Dilemmes éthiques au travail : qu’est-ce qui nous pousse à la transgression?

Barbara Balfour | CPA Canada

Comment les CPA peuvent-ils rehausser la culture et le sens éthique dans les organisations où ils travaillent tout en améliorant la production des employés?

Vous avez des bouches à nourrir et une maison à payer. Maintenant, imaginez que votre emploi est en péril. Seriez-vous prêt à faire une entorse à vos valeurs éthiques pour conserver votre gagne-pain? C’est le type de situation dans laquelle nous pourrions tous nous retrouver et qui, selon une étude récente réalisée pour CPA Canada, est plus courante qu’on pourrait le croire. 

« Nous avons tendance à nous imaginer au-dessus de tout ça, mais il en faut moins qu’on le pense pour nous faire fléchir. Pas besoin de menaces de mort », soutient Brian Harward, chercheur et coauteur de l’article « Les systèmes d’éthique : Comment le professionnel comptable peut favoriser l’adoption de comportements adaptés ».

« Le simple fait de voir son emploi menacé suffit pour convaincre bien des gens, qui sont autrement de bonnes personnes, de s’écarter du droit chemin. Encore une fois, il n’est pas question de mauvaises personnes ici, juste de personnes comme vous et moi. » 

On parle beaucoup de la capacité qu’ont les professionnels comptables de prendre des décisions difficiles sous pression. Mais ce dont on parle moins souvent, c’est la façon dont les systèmes d’influence qui entourent les systèmes d’éthique peuvent atténuer ou accentuer la pression, selon l’organisation.  

Le chercheur a interviewé 14 figures du domaine pour explorer les défis auxquels les professionnels comptables doivent faire face de nos jours. Ces leaders d’opinion – des responsables de la gestion du risque, des représentants des autorités de réglementation et des universitaires – ont apporté leurs lumières au sujet des pressions et des mesures qui peuvent influencer les comportements éthiques sur le terrain.  

Alors, que peuvent faire les CPA pour rehausser la culture et le sens éthique dans les organisations où ils travaillent tout en améliorant la production des employés? Les travaux de Brian Harward concluent à la nécessité de cesser d’attribuer les défaillances à l’erreur humaine ou à des traits de caractère, et de plutôt créer des systèmes qui encouragent les gens à faire les bonnes choses et à prendre les bonnes décisions. Voici quelques-uns des conseils du chercheur : 

  • Créer, revoir et mettre en œuvre un code d’éthique clair. Il devrait définir des principes directeurs et établir une identité forte, comme le serment prêté par les médecins et les avocats, qui s’engagent à incarner des valeurs sacrées. Ce type de serment influence le comportement des professionnels au quotidien et fait en sorte qu’ils sont plus portés à prendre la parole quand ils sont témoins d’actes contraires à l’éthique.

DONNÉES
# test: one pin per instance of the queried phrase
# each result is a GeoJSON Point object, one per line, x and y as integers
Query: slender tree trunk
...
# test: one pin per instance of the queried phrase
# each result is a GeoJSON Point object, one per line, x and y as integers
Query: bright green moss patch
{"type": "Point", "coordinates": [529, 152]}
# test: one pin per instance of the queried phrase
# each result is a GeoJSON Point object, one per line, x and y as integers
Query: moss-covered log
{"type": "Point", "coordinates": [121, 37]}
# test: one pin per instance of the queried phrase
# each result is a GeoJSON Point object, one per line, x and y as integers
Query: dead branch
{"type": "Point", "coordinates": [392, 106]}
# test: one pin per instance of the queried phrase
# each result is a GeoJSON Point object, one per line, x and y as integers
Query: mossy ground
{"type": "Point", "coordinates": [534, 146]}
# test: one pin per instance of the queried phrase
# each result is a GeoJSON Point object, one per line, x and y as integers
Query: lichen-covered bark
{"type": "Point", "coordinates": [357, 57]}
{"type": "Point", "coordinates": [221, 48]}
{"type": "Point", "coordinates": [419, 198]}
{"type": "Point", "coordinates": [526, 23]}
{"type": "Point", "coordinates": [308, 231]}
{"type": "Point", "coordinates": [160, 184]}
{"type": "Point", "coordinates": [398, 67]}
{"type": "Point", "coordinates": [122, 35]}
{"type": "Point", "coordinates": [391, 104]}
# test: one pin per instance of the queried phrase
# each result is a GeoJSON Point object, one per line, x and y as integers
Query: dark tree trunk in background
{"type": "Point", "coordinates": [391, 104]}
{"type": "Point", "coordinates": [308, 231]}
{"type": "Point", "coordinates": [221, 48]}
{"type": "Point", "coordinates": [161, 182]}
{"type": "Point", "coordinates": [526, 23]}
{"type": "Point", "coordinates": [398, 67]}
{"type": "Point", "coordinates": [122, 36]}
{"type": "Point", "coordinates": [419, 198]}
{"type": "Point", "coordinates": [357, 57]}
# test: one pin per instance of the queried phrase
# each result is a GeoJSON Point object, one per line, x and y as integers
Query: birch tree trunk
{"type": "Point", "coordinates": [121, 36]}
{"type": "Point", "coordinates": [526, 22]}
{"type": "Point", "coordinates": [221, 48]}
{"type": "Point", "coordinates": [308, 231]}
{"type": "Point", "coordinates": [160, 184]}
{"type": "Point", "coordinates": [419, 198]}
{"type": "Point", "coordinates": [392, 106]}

CONSIGNE A
Extrayez du document source le passage qui va de « Vous avez des » à « pourrait le croire. ».
CONSIGNE B
Que dit le document source sur les points suivants ?
(i) Combien de figures du domaine le chercheur a-t-il interviewées ?
(ii) Quel est le titre de l’article dont Brian Harward est coauteur ?
(iii) Quelles professions prêtent un serment cité en exemple ?
CONSIGNE C
Ces affirmations concordent-elles avec le document source ? Répondez par oui ou par non et citez les mots du texte qui tranchent.
(i) Selon Brian Harward, il faut des menaces de mort pour faire fléchir les gens.
(ii) L’étude récente a été réalisée pour CPA Canada.
(iii) Les travaux de Brian Harward recommandent d’attribuer les défaillances à l’erreur humaine.
Les enregistrements forment un matériau distinct du document source.

RÉPONSE A
Vous avez des bouches à nourrir et une maison à payer. Maintenant, imaginez que votre emploi est en péril. Seriez-vous prêt à faire une entorse à vos valeurs éthiques pour conserver votre gagne-pain? C’est le type de situation dans laquelle nous pourrions tous nous retrouver et qui, selon une étude récente réalisée pour CPA Canada, est plus courante qu’on pourrait le croire.

RÉPONSE B
(i) 14 figures du domaine.
(ii) « Les systèmes d’éthique : Comment le professionnel comptable peut favoriser l’adoption de comportements adaptés ».
(iii) Les médecins et les avocats.

RÉPONSE C
(i) Non : « Pas besoin de menaces de mort ».
(ii) Oui : « selon une étude récente réalisée pour CPA Canada ».
(iii) Non : « la nécessité de cesser d’attribuer les défaillances à l’erreur humaine ou à des traits de caractère ».